• **Dataset**
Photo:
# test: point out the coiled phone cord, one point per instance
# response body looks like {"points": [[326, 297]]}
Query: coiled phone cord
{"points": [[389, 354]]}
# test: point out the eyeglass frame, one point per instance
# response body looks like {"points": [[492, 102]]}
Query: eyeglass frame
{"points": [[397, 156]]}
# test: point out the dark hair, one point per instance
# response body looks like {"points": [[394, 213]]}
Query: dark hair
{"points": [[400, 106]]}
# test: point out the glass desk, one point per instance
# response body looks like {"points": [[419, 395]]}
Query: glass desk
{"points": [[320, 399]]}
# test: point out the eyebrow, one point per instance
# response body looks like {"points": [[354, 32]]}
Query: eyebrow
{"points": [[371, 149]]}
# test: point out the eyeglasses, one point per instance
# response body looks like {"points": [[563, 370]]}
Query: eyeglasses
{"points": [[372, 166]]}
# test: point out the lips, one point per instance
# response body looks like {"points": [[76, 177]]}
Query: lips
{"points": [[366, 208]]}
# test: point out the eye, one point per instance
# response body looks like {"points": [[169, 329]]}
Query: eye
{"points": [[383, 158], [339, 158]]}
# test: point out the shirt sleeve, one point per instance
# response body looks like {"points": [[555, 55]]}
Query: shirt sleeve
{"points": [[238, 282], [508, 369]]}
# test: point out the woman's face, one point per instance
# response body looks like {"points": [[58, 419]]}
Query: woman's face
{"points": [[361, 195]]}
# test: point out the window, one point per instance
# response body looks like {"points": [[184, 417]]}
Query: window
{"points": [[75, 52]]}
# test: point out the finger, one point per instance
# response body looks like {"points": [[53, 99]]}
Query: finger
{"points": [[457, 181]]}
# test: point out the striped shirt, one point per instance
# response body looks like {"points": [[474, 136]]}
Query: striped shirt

• **Given request**
Copy every line of the material, please, keeping it exactly the same.

• **Exercise result**
Photo:
# test: point out the coiled phone cord, one point per instance
# response body looks like {"points": [[326, 297]]}
Query: coiled phone cord
{"points": [[389, 354]]}
# test: point out the eyeglass frame, one point per instance
# response body looks like {"points": [[492, 102]]}
Query: eyeglass frame
{"points": [[397, 156]]}
# test: point out the dark hair, one point per instance
# response body looks like {"points": [[394, 213]]}
Query: dark hair
{"points": [[400, 106]]}
# test: point out the glass desk, one point per instance
# response body looks like {"points": [[419, 395]]}
Query: glass desk
{"points": [[320, 399]]}
# test: point out the eyebrow, one point per instance
# response body looks like {"points": [[354, 32]]}
Query: eyebrow
{"points": [[371, 149]]}
# test: point out the eyeglasses, one point per instance
# response body looks like {"points": [[563, 370]]}
Query: eyeglasses
{"points": [[372, 166]]}
# test: point out the lips, one point per instance
# response body looks like {"points": [[76, 177]]}
Query: lips
{"points": [[366, 208]]}
# test: point out the eye, one point per instance
# response body looks like {"points": [[169, 329]]}
Query: eye
{"points": [[383, 158], [339, 158]]}
# test: point out the shirt sleeve, one point per instance
# response body looks like {"points": [[555, 55]]}
Query: shirt sleeve
{"points": [[238, 282], [508, 369]]}
# test: point out the woman's face, one point per instance
# response body looks like {"points": [[58, 419]]}
Query: woman's face
{"points": [[361, 195]]}
# test: point out the window, one point per instance
# response body looks like {"points": [[184, 417]]}
Query: window
{"points": [[75, 52]]}
# test: point out the finger, one point per instance
# response body looks like {"points": [[53, 99]]}
Query: finger
{"points": [[457, 181]]}
# test: point out the striped shirt, one point per instance
# response body looks like {"points": [[474, 136]]}
Query: striped shirt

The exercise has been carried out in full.